Exercise description:
Copy every line in the records below that contains the string "spot". Case counts, so a line matches only if the capitalization is the same.

Stored data:

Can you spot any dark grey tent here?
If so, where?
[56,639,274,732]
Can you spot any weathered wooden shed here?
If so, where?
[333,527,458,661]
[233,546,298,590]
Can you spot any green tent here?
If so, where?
==
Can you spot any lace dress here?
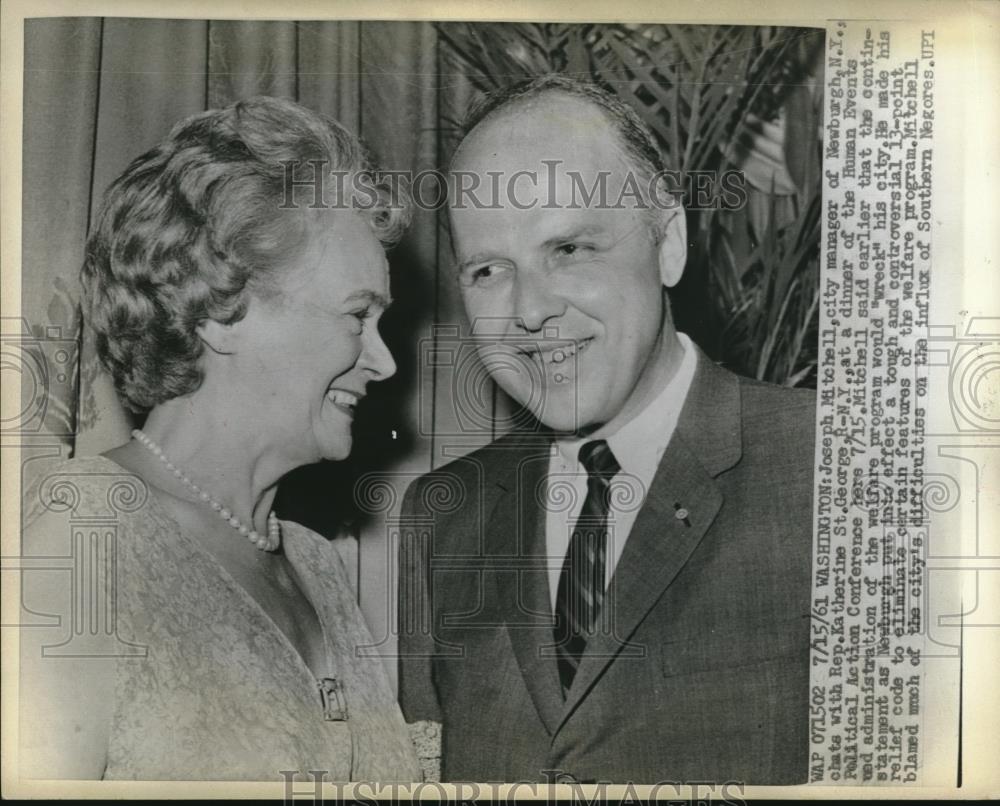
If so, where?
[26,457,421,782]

Final result:
Can you spot any dark grey tent here?
Can you spot any weathered wooden shed here?
Can you spot any green tent here?
Can you spot any lace dress here?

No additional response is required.